Top of Data extract

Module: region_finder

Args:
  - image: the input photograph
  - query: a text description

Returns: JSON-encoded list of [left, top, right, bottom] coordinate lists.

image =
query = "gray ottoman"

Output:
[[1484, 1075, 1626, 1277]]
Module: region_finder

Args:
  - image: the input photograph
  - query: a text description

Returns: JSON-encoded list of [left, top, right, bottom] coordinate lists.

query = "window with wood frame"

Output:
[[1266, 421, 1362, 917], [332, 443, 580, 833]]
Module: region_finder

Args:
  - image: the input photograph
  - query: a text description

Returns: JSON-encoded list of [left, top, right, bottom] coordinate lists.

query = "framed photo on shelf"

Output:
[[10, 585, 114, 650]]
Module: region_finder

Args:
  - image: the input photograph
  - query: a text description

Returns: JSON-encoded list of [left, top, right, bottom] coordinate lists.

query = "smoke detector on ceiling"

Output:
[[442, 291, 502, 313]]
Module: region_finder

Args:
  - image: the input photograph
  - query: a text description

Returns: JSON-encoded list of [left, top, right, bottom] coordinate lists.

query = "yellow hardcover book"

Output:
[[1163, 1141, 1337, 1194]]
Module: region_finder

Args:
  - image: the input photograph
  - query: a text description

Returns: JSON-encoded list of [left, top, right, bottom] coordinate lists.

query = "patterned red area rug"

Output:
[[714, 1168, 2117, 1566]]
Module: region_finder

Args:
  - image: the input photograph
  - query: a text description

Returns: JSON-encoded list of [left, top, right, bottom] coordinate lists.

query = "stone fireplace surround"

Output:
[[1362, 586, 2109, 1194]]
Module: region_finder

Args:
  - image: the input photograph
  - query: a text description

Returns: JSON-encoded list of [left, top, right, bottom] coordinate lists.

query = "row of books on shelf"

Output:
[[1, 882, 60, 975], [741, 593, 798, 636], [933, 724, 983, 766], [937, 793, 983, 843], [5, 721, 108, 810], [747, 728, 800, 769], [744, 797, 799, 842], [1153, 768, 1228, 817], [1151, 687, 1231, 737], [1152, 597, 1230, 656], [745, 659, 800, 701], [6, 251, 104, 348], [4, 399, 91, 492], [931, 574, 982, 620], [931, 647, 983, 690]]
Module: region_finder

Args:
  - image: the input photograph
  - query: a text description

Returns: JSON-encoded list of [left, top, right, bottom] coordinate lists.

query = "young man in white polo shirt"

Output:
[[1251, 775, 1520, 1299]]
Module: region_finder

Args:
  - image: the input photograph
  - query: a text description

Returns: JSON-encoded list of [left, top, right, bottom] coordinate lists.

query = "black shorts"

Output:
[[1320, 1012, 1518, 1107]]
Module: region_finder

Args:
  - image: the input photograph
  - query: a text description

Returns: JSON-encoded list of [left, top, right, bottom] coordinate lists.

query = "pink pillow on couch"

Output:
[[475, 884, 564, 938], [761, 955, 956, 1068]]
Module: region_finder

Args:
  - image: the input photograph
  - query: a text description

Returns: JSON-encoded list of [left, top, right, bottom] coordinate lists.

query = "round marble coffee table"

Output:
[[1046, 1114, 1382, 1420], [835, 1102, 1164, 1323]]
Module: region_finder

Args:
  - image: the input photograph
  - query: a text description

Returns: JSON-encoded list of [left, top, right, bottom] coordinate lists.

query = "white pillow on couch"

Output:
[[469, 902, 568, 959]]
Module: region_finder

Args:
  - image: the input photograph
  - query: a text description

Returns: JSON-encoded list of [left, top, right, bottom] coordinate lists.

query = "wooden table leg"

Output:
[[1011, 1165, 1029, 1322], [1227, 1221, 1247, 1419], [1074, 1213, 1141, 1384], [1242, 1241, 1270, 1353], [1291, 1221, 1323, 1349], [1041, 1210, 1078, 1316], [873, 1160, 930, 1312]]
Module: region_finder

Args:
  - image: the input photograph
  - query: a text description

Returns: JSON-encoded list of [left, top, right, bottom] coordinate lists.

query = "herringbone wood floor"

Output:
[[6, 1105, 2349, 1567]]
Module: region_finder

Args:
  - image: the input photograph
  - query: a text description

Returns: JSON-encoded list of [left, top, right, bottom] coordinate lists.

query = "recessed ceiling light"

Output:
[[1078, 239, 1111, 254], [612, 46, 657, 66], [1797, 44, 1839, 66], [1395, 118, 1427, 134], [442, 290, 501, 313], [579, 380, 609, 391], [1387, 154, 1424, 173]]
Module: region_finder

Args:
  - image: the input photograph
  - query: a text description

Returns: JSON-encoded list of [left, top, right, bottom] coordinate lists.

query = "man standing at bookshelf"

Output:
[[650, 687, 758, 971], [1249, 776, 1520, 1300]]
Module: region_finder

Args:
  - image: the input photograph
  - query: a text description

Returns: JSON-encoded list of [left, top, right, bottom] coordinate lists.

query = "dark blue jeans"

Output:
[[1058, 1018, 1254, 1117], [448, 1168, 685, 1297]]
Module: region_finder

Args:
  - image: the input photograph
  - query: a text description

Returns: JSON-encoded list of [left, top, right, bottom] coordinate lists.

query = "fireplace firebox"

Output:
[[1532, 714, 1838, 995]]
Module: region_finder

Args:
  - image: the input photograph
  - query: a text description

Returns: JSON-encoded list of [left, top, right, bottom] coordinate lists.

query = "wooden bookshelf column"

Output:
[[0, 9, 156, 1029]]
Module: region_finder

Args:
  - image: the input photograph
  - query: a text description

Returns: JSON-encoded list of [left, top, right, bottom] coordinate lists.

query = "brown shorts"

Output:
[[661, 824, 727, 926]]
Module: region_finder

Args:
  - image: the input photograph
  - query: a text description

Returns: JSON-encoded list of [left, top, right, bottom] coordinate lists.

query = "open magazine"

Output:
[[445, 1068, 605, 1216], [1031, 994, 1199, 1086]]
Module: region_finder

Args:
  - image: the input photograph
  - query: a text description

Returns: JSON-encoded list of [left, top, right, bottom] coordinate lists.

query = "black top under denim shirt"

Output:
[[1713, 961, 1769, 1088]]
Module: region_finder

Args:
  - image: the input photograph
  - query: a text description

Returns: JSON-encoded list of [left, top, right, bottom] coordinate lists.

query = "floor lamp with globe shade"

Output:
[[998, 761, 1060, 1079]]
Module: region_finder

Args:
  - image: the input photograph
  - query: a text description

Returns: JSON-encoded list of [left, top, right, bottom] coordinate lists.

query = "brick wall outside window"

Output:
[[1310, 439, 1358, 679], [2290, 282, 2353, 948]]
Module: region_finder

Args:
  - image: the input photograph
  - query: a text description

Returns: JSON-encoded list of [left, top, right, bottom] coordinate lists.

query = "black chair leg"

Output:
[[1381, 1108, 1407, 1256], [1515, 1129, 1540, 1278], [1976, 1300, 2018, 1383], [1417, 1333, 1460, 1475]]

Bottom of Data extract

Directions for this task: From the data, collect all lines where the string "white" appears.

Reply:
query = "young man in white polo shirt"
query = "white pillow on couch"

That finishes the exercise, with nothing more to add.